BEGIN Provided passage
The CAC 40 in Paris skyrocketed 3.5%, while the DAX 40 in Frankfurt jumped 3.1%.
Markets are beginning to contain their Fed hike expectations.
According to the CME FedWatch Tool, which tracks the latest probability of Fed policy decisions, there is a 59% chance of another 75 basis point hike when the central bank next meets at the start of November. This had stood at 63% a week earlier.
The same tracker shows a just over a 50% chance a year-end federal funds rate range of 4.00% to 4.25%, compared with 60% a week ago. The Fed's rate range is currently 3.00% to 3.25%.
The Institute for Supply Management's manufacturing PMI on Monday weakened to 50.9 points for September, just above the 50.0 neutral mark, from 52.8 in August.
The dollar faded against the euro and pound, as currency traders weight up the prospect of slower Federal Reserve rate hikes.
The pound was quoted at $1.1350 early Tuesday afternoon, rising from $1.1309 at the close on Monday. It had hit an intraday high above the $1.14 mark.
Sterling stretched further above the depths it sunk to last week, as markets digested the now infamous 'mini-budget'. It had fallen to just above the $1.03 mark early last week.
The euro stood at $0.9894 midday Tuesday UK time, up against $0.9834 at the London equities close on Monday. Against the yen, the dollar was trading at JP¥144.74, higher from JP¥144.35.
END Provided passage
## What to work on
• 1. Extract everything in the market report from "Markets are beginning" down to "52.8 in August.".
• 2. Answer these questions using the market report:
(a) According to the CME FedWatch Tool, what was the chance of a 75 basis point hike a week earlier?
(b) What was the Institute for Supply Management's manufacturing PMI reading for September?
(c) At what level was the pound quoted early Tuesday afternoon?
• 3. Carry the market report on from its last sentence.
You can complete everything here without the data.
BEGIN Material shown
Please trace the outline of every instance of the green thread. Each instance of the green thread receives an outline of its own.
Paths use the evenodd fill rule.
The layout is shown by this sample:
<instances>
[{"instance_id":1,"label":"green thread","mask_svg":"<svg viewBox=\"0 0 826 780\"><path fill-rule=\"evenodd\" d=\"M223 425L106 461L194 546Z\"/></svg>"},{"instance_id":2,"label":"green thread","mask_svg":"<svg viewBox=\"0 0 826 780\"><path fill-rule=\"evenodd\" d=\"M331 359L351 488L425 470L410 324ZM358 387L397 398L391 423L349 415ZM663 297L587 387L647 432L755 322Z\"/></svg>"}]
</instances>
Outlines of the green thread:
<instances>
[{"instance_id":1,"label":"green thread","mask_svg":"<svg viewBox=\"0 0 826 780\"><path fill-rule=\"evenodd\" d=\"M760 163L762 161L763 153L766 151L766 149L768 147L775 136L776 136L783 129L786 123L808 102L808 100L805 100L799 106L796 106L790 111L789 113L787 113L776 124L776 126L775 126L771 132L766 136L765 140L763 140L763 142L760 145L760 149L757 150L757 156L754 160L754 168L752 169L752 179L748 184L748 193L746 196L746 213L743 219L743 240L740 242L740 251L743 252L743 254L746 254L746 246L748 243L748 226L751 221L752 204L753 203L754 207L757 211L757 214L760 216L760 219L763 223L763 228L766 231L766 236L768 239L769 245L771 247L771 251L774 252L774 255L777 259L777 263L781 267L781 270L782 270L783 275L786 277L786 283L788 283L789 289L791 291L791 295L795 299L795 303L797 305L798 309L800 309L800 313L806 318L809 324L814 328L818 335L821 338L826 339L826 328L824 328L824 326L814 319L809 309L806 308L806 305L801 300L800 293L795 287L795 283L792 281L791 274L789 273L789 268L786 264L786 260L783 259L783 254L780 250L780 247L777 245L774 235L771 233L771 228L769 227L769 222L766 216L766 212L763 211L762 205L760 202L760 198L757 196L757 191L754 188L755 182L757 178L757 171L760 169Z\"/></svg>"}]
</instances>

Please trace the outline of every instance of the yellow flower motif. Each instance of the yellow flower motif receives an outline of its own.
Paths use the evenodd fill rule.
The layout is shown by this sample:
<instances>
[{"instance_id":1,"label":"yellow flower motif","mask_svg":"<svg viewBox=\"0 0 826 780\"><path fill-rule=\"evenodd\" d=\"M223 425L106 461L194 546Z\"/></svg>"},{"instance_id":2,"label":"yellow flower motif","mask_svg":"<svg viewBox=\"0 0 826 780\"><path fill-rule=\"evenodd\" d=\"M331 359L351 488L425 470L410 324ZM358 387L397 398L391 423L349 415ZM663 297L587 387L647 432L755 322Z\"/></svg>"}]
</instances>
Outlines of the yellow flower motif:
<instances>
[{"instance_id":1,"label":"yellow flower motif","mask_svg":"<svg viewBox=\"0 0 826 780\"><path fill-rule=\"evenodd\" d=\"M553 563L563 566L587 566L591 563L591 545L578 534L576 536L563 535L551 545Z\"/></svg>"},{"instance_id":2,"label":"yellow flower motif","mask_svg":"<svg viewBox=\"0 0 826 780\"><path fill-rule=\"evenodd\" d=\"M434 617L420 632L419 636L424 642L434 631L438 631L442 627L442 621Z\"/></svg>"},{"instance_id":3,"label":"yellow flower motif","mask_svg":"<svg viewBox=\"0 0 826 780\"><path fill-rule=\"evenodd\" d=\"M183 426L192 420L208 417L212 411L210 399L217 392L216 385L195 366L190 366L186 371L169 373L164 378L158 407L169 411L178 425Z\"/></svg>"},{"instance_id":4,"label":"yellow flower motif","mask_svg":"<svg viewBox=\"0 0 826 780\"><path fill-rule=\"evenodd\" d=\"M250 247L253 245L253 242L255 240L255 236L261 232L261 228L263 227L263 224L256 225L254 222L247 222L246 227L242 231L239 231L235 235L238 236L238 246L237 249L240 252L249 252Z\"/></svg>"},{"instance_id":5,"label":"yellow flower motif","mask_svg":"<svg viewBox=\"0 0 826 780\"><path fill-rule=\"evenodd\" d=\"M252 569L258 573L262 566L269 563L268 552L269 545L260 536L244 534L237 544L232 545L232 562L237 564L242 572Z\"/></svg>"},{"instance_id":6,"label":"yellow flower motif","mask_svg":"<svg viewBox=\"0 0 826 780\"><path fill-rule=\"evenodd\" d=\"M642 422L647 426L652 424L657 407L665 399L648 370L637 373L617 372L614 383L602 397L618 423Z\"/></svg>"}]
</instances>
END Material shown
## Task results
• 1.
Markets are beginning to contain their Fed hike expectations.
According to the CME FedWatch Tool, which tracks the latest probability of Fed policy decisions, there is a 59% chance of another 75 basis point hike when the central bank next meets at the start of November. This had stood at 63% a week earlier.
The same tracker shows a just over a 50% chance a year-end federal funds rate range of 4.00% to 4.25%, compared with 60% a week ago. The Fed's rate range is currently 3.00% to 3.25%.
The Institute for Supply Management's manufacturing PMI on Monday weakened to 50.9 points for September, just above the 50.0 neutral mark, from 52.8 in August.

• 2.
(a) 63%
(b) 50.9 points
(c) $1.1350

• 3.
Brent oil was quoted at $89.69 a barrel midday Tuesday, up from $88.30 late Monday.
Oil has this week been boosted by chatter of the OPEC+ cartel mulling output cuts. They are expected to be the largest oil production cuts since the start of Covid-19.
In London, Legal & General added 5.8%. The financial services firm said it has maintained positive momentum from the first half into the second, ‘despite market volatility’, which has had a ‘limited economic impact’ on the firm.
L&G said it expects to deliver annual operating profit growth in line with the 8% seen in the first half.
It said recent ‘extraordinary’ interest rate hikes have been challenging for its pension fund clients and counterparties of its Investment Management liability-driven investment business. However, recent purchases of long-dated gilts by the Bank of England have helped to soothe the pressure.
Just Group surged 9.5% in a positive read across. It was among the best FTSE 250 performers.
Greggs also rose to the top of the FTSE 250, adding 9.5%. The pastry chain's sales jumped 15% during the 13 weeks to October 1, and backed its full-year expectations.
‘As expected, year-on-year growth moderated in August given the particularly strong 'staycation' effect seen in 2021, however, momentum returned in September. We closed our shops on September 19 for the funeral of Her Majesty The Queen and this impacted reported LFL sales growth for the third quarter by around one percentage point,’ the food-to-go seller noted.
It acknowledged ‘considerable’ economic uncertainty, but expects full-year results to be in line with previous expectations.
Made.com jumped 24%, on news the sofa seller is in buyout talks, potentially drawing a torrid stint on the London Stock Exchange to a close.
In September, Made.com announced that it would conduct a formal review of strategic options, as it continued to grapple with tumbling demand amid cost-of-living pressures. The options include a sale process or a strategic investment.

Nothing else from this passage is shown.